### Provided records
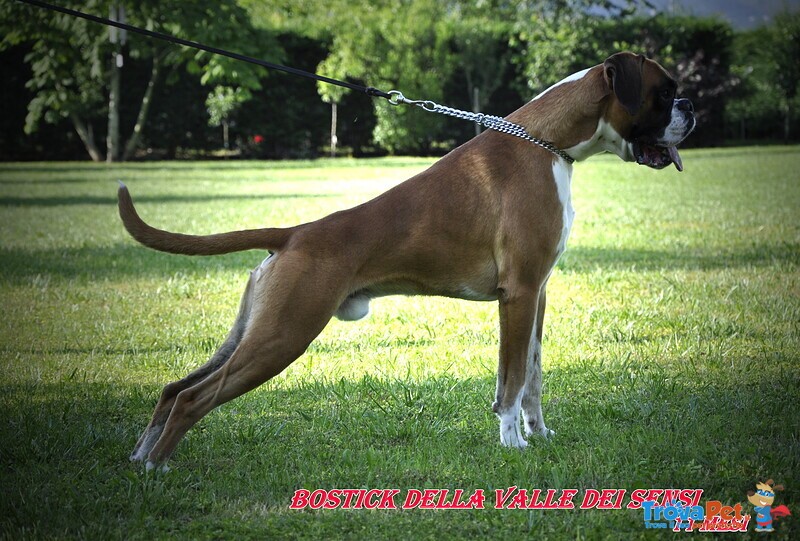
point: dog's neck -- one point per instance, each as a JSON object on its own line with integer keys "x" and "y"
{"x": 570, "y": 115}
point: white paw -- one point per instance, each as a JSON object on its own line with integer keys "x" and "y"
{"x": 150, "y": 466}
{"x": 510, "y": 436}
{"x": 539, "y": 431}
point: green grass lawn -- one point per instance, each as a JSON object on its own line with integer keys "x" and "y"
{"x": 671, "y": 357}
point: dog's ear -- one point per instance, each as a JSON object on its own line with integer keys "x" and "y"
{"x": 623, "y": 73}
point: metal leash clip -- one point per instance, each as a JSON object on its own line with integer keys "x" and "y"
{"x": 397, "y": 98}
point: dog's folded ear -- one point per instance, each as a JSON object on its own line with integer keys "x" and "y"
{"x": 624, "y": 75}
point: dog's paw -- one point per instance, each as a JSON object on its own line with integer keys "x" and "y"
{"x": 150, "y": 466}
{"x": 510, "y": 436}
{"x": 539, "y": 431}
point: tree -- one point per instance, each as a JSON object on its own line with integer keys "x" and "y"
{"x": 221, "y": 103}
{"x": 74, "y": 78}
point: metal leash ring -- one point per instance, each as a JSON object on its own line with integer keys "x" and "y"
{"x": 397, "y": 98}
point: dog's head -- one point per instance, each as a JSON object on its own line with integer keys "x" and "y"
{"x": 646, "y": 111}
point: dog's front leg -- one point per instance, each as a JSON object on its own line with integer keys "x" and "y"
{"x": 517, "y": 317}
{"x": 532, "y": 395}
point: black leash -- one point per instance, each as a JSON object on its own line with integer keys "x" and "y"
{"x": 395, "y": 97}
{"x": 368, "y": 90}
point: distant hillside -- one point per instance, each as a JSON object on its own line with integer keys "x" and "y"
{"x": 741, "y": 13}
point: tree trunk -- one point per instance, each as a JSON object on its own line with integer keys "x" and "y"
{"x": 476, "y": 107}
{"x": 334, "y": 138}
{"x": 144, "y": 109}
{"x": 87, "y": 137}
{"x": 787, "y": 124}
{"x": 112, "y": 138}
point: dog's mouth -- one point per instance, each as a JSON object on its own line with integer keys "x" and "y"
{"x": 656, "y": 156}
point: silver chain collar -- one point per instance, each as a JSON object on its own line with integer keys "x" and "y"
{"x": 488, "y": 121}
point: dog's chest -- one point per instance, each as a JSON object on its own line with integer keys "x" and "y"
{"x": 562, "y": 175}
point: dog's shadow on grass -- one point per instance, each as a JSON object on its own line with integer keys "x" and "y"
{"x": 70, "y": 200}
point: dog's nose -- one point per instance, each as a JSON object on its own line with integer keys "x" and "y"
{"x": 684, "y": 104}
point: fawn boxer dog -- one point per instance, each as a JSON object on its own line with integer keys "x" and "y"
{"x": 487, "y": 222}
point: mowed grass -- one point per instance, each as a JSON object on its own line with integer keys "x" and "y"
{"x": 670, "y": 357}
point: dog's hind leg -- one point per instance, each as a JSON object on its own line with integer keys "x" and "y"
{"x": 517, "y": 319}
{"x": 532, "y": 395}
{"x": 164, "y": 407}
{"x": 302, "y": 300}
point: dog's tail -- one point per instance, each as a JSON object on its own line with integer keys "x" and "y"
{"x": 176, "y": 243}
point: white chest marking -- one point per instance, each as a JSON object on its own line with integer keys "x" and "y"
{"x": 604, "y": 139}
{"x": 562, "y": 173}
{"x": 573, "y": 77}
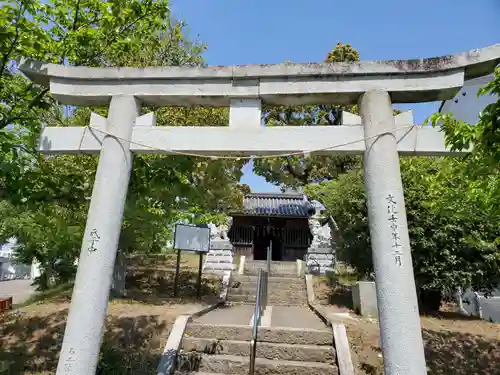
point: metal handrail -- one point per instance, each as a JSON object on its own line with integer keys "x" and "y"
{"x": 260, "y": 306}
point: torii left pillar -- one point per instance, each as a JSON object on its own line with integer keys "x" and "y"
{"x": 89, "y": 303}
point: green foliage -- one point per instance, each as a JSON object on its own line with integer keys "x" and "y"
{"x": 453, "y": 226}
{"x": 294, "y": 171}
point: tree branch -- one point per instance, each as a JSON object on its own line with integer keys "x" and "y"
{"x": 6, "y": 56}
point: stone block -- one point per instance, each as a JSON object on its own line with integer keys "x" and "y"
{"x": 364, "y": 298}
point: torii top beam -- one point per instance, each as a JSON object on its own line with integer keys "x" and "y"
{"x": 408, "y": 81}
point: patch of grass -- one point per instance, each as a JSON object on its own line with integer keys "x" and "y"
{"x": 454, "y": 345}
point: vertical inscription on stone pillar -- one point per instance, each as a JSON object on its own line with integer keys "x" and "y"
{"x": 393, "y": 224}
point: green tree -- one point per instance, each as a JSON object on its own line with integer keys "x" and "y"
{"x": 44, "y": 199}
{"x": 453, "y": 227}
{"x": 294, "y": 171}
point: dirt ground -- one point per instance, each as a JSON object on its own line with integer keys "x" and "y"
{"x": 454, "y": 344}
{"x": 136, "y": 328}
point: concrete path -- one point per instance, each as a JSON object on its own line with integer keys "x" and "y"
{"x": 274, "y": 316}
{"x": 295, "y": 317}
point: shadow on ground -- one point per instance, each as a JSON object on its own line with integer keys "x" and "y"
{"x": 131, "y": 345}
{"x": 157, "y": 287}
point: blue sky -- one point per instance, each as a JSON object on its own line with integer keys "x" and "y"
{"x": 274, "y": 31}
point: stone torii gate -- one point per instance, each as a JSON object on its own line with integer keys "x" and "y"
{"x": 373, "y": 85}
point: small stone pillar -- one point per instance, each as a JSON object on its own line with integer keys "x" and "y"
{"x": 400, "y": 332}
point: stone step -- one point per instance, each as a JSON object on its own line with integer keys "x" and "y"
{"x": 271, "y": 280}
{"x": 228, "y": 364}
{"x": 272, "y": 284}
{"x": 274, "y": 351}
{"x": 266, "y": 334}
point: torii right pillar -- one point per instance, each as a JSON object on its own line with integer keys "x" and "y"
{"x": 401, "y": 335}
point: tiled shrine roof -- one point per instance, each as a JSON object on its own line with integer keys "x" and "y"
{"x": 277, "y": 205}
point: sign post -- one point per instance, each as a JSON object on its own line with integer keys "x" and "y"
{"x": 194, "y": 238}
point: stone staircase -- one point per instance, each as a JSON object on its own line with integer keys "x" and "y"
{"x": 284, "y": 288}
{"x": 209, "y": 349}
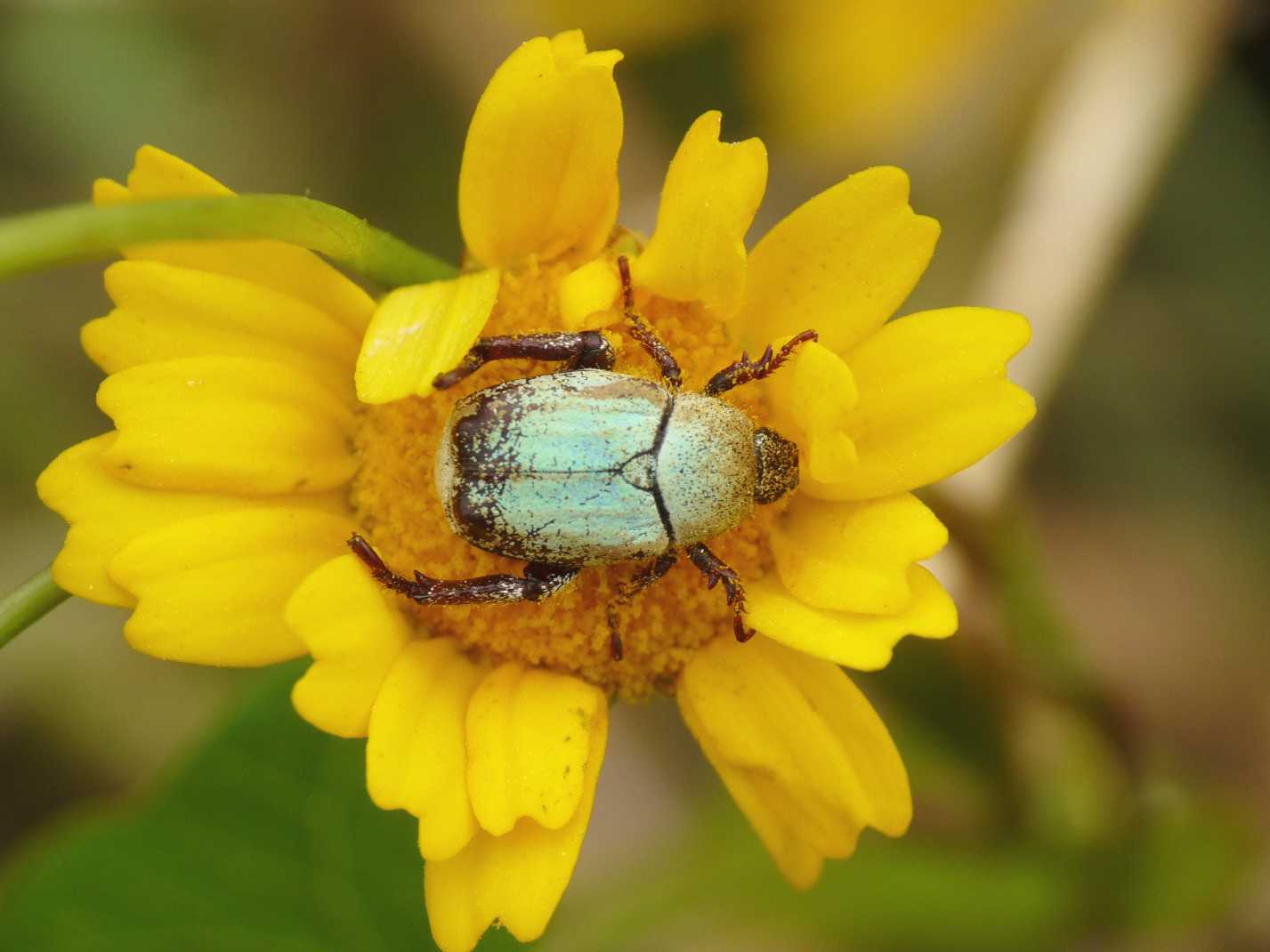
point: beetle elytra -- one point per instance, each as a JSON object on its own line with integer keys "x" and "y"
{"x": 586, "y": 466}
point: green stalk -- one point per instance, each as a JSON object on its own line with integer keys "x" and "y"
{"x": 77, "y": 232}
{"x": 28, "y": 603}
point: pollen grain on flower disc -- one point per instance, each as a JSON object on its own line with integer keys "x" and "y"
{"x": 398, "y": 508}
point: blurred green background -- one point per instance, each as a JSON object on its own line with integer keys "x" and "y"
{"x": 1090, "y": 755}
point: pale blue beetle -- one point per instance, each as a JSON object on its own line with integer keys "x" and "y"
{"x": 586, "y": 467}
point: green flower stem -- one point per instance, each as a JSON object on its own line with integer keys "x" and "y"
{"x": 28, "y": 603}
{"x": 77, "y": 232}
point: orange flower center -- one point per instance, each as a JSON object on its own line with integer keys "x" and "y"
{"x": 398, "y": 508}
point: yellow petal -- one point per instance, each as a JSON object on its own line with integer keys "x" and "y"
* * *
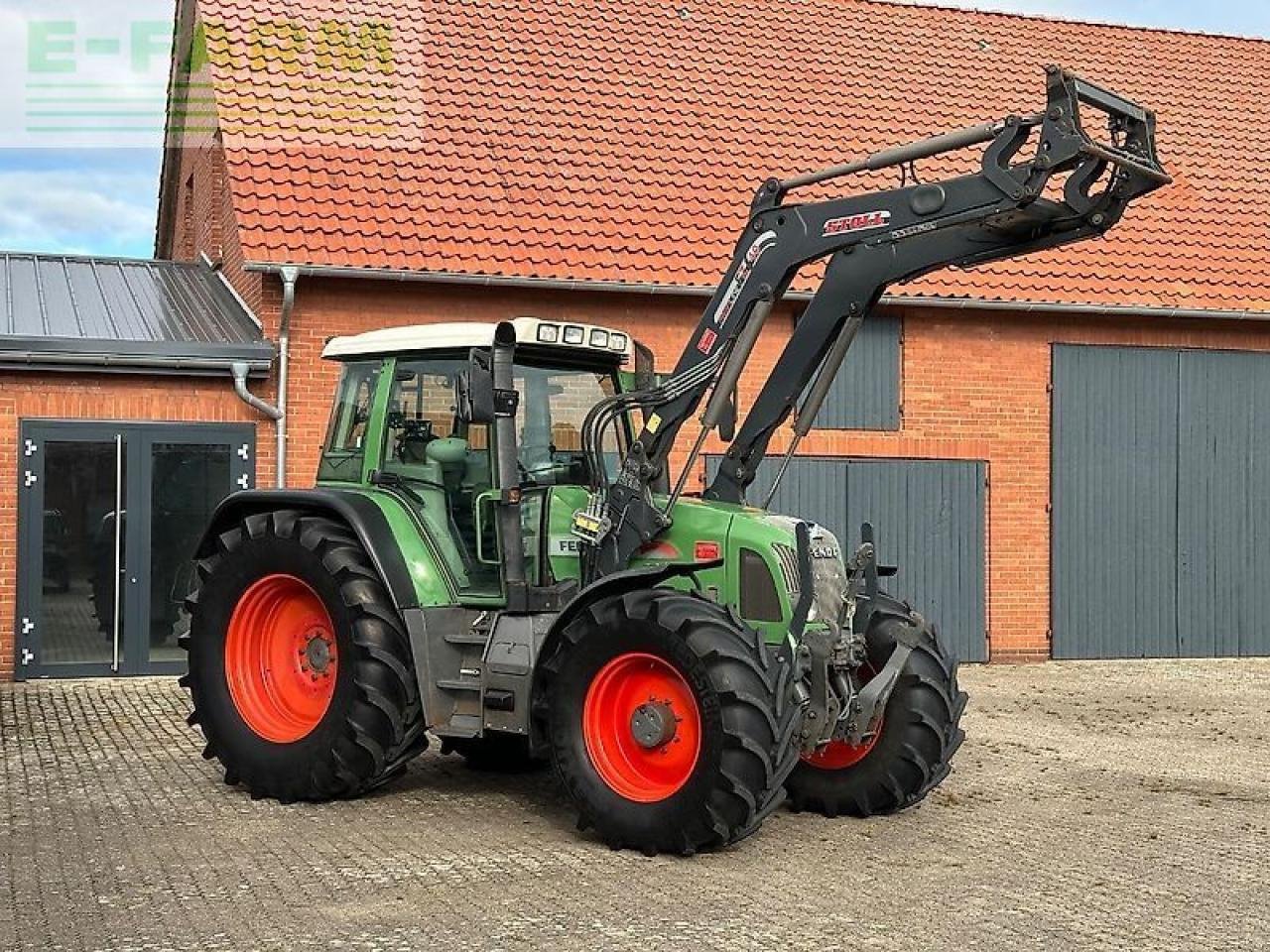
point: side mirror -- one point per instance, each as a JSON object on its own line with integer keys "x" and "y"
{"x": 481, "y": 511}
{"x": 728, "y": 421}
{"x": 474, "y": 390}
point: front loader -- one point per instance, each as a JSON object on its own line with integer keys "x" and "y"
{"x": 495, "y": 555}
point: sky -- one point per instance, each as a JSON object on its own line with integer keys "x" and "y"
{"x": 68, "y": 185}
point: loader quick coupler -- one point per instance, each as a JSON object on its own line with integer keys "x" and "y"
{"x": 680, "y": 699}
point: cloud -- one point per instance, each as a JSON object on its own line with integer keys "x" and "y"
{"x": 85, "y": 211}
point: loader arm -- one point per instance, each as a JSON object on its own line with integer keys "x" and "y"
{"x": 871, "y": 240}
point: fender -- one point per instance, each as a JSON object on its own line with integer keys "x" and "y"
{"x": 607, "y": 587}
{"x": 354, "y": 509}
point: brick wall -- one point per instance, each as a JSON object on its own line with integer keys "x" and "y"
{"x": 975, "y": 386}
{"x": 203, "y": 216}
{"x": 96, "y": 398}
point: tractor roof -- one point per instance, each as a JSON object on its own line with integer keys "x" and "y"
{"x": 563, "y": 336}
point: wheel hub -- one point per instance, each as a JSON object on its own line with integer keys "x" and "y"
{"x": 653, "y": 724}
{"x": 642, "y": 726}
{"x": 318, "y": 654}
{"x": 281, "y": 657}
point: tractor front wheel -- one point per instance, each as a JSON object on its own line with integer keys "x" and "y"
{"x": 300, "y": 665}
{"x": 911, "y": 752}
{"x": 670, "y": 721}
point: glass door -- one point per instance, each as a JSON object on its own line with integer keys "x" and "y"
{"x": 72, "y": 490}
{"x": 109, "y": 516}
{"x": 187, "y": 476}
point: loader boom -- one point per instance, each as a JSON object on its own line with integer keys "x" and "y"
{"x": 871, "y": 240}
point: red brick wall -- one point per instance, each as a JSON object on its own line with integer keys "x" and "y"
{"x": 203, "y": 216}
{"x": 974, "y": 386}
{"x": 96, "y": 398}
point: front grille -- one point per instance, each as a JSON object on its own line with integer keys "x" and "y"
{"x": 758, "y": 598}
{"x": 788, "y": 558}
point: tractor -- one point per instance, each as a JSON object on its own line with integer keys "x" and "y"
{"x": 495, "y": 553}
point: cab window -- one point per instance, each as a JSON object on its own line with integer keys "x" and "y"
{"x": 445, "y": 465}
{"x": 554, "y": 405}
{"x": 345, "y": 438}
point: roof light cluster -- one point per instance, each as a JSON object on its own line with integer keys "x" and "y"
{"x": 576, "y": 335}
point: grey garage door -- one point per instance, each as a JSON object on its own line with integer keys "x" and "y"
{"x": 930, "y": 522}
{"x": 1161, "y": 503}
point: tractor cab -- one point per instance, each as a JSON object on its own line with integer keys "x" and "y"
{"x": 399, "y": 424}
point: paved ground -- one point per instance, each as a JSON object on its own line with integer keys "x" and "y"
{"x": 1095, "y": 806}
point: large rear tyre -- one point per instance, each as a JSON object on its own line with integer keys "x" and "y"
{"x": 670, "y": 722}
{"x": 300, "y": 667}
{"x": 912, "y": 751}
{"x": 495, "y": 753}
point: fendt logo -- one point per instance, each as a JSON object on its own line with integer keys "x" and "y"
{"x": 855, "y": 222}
...
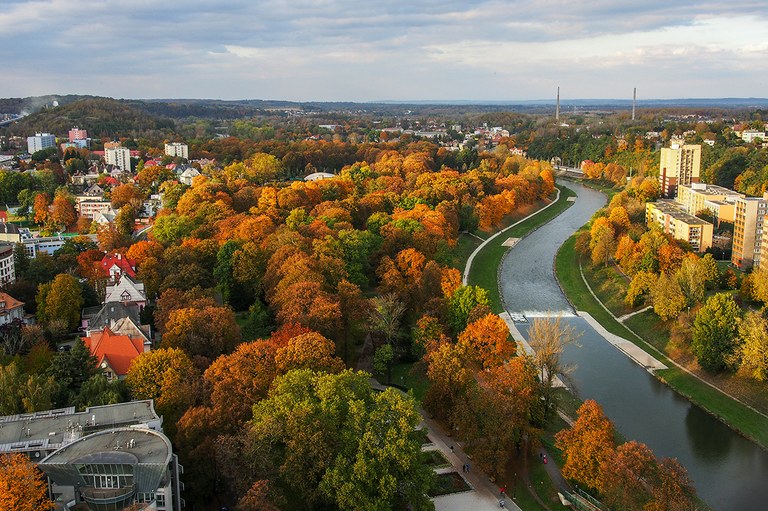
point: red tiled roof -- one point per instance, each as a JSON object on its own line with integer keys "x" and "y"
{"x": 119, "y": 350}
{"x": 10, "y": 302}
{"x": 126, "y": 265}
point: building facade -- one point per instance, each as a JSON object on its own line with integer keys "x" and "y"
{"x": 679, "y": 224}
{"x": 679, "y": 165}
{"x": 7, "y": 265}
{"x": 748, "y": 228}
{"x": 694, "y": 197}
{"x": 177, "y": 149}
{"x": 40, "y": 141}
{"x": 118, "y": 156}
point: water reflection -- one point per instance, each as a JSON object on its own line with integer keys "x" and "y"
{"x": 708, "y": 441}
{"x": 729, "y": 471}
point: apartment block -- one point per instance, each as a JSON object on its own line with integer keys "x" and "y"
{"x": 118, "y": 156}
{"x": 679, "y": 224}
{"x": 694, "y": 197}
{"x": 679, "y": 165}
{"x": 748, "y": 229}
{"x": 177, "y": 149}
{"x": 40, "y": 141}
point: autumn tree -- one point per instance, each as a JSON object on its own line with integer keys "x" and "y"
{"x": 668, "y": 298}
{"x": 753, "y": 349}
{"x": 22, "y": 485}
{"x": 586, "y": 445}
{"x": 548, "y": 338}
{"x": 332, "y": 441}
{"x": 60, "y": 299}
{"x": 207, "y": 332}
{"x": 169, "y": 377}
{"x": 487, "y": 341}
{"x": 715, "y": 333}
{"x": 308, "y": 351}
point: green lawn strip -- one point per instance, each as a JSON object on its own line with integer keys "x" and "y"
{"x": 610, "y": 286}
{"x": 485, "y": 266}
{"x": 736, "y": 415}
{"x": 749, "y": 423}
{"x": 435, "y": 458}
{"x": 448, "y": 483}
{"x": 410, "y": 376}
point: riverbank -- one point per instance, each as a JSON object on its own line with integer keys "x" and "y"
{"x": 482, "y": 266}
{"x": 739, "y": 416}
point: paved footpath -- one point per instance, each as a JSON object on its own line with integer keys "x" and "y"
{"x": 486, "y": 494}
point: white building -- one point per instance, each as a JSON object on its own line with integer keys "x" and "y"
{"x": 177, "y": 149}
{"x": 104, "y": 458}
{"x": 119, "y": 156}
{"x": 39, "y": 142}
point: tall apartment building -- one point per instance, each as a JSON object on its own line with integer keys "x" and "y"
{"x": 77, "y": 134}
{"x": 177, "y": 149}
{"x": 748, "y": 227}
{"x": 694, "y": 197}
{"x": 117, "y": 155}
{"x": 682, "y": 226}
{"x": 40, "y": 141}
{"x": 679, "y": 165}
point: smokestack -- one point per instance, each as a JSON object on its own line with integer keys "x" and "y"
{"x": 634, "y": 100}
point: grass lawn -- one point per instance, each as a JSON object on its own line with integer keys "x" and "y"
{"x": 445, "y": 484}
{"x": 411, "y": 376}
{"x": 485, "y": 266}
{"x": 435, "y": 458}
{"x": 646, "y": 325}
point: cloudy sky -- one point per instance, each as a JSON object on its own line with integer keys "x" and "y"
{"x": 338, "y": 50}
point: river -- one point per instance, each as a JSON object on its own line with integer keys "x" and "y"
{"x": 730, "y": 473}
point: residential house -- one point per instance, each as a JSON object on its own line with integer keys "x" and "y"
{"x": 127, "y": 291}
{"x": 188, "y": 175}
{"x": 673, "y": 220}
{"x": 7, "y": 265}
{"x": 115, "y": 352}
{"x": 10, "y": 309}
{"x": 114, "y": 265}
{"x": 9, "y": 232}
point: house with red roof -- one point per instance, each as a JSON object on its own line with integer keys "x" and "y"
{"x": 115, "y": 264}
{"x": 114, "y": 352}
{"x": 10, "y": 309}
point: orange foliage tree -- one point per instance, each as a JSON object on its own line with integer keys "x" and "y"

### Work to do
Copy out the lines between the line containing "point: residential house" and the line containing "point: orange foliage", inclusive, without changing anything.

### Completed exercise
point: residential house -- one point per instance, each as a JSON object on its own line with integer keys "x" and "y"
{"x": 127, "y": 291}
{"x": 188, "y": 175}
{"x": 673, "y": 220}
{"x": 7, "y": 265}
{"x": 115, "y": 352}
{"x": 10, "y": 309}
{"x": 114, "y": 265}
{"x": 9, "y": 232}
point: house with red roof -- one point per instance, each as a JSON object on its own line with integer keys "x" and "y"
{"x": 115, "y": 264}
{"x": 114, "y": 352}
{"x": 10, "y": 309}
point: orange foliage tree -- one point per instance, each as a JSON object on its own line with integer keys "x" and "y"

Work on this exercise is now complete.